### Exercise aim
Copy each of the following entries word for word, with every line in its original order.

### The records
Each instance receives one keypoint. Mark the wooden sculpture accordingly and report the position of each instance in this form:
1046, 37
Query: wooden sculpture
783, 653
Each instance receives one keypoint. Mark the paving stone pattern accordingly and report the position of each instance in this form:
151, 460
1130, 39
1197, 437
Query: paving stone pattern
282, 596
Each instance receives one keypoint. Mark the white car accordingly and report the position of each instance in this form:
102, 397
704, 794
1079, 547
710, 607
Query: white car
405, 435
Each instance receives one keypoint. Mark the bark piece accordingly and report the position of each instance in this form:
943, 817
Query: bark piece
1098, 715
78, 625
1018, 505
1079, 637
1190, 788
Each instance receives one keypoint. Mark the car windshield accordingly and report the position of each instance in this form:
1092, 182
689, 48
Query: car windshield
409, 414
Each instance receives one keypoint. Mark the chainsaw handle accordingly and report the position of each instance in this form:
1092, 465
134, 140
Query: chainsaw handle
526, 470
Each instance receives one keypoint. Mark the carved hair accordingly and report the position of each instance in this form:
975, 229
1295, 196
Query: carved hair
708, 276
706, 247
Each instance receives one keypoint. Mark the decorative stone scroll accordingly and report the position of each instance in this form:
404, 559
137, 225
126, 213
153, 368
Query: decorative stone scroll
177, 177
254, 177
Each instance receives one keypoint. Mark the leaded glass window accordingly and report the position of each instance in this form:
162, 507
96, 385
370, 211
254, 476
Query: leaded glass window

### Expected answer
Each instance receives one keypoint. Mark the wooden sculpture accordingly and report the position of each instance in this form:
1046, 37
Query: wooden sculpture
783, 653
Each instance receives one keypoint. Mark the paving stone pattern accordingly and report the position of each instance in this form:
151, 460
1130, 39
1197, 437
Query: paving stone pattern
282, 596
Each instance receives one keypoint. Mark the white car accordingly and report the position of each instance in this form:
102, 397
704, 794
1079, 547
710, 607
Query: white car
405, 435
Each instance receives one keypoint. Mark the bark piece accordingly and report the position of each instance in this form:
943, 817
Query: bark piece
1098, 715
78, 625
1018, 505
1079, 637
1190, 788
Each instance receives one keypoint. Mark the car windshield accordingly and report the position of each instance in this form:
1092, 182
689, 48
Query: car windshield
409, 414
Each instance receives one keypoint. Mark the chainsaw handle accordingly and report the position of each instance in this form:
1092, 465
134, 140
Query: chainsaw handle
526, 470
Each instance receives one keypoint. Mark the carved hair accordingly and report the position of each instance in this form:
975, 229
1295, 196
Query: carved hair
708, 276
706, 247
Each instance receives one keypoint. Mark the decorative stone scroll accordingly and report the position of each instance in this form:
404, 559
137, 225
126, 213
153, 368
Query: decorative stone scroll
177, 177
254, 177
Each instance receives one keypoint. Mark the leaded glass window accordingly and report the position of each instance in this form:
162, 507
96, 385
370, 211
254, 476
Query: leaded glass window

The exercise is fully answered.